Not bad for a starting point, but there's clearly a lot of room for improvement — especially for high earners.

Visual: Actual vs. Predicted (Baseline)

📊 Scatter Plot — Actual vs. Predicted Salary (Baseline)

The scatter cloud roughly follows the red diagonal line (which would represent a perfect model), which tells us the model is at least directionally correct. But the cloud widens noticeably above $125k — the model consistently struggles with high earners. You can also see distinct "stripes" of points, which come from the categorical jumps introduced by one-hot encoding. This is expected at the baseline stage and will improve once we engineer better features.

Feature Importance — Baseline Coefficients

📊 Horizontal Bar Chart — Baseline Model Coefficients

The bar chart shows how much each feature pushes the predicted salary up or down (in dollars). Some highlights:

Feature	Coefficient	Interpretation
experience_years	+$4,719	Each extra year adds ~$4.7k
job_role_data_analyst	−$26,854	Data Analysts earn ~$27k below AI engineering roles
job_role_research_scientist	+$10,997	Research Scientists earn a ~$11k premium
experience_level_lead	+$6,594	Lead title adds ~$6.6k on top of experience
weekly_hours	~$0	Hours worked have no salary impact
cost_of_living_index	~$0	Local economics don't drive nominal salary

This confirms what we saw in the EDA — hours and cost of living are essentially irrelevant to salary. The model is already picking that up on its own.

Feature Engineering & Clustering

This section was the biggest turning point of the whole project. By engineering smarter features without changing the algorithm at all, I was able to dramatically improve performance. Here's what I did.

K-Means Clustering (New Feature: salary_cluster)

I applied K-Means clustering with k=4 on three standardized features — experience years, salary, and cost of living index — to identify distinct "career archetypes" in the data. The idea is that knowing which cluster a person belongs to gives the model extra context about where they sit in the overall labor market.

__The tasks__
(A) Quote the stretch of the salary prediction write-up from "This confirms what" through "what I did.".
(B) Render this sentence from the salary prediction write-up in Spanish: "This section was the biggest turning point of the whole project."
(C) Sum up the salary prediction write-up in two sentences.
Rely only on the salary prediction write-up itself.

__Rows from a pointing dataset__
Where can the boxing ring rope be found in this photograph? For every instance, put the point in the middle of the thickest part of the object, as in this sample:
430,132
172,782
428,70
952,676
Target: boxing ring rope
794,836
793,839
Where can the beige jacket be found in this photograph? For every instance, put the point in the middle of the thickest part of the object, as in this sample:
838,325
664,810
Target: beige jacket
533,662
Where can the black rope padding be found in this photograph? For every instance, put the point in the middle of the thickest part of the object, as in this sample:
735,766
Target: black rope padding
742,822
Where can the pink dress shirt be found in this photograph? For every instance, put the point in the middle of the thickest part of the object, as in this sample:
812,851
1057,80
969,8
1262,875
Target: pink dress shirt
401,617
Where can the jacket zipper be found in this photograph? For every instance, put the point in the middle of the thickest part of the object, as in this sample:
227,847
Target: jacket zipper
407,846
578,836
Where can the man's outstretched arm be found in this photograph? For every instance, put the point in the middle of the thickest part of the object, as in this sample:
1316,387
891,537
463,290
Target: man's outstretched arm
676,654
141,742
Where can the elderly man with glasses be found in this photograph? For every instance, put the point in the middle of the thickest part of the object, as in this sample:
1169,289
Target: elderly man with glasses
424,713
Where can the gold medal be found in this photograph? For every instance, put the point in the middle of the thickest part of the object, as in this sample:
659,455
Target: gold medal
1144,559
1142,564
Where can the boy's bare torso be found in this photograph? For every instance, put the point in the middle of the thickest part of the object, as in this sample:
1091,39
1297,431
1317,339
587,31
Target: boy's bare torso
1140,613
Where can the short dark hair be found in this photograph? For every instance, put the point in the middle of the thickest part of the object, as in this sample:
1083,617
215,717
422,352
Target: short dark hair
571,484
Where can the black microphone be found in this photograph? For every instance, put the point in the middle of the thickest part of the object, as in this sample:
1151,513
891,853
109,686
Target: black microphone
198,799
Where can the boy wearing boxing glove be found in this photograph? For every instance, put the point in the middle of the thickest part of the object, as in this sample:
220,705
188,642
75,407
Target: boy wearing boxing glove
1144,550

__Answers for the tasks__
(A)
This confirms what we saw in the EDA — hours and cost of living are essentially irrelevant to salary. The model is already picking that up on its own.

Feature Engineering & Clustering

This section was the biggest turning point of the whole project. By engineering smarter features without changing the algorithm at all, I was able to dramatically improve performance. Here's what I did.

(B) Esta sección fue el mayor punto de inflexión de todo el proyecto.

(C) The baseline model is directionally correct but struggles with high earners above $125k, and its coefficients show that experience and job role shift salary while weekly hours and cost of living have essentially no impact. Engineering smarter features without changing the algorithm dramatically improved performance, including a new salary_cluster feature from K-Means clustering with k=4 on experience years, salary, and cost of living index.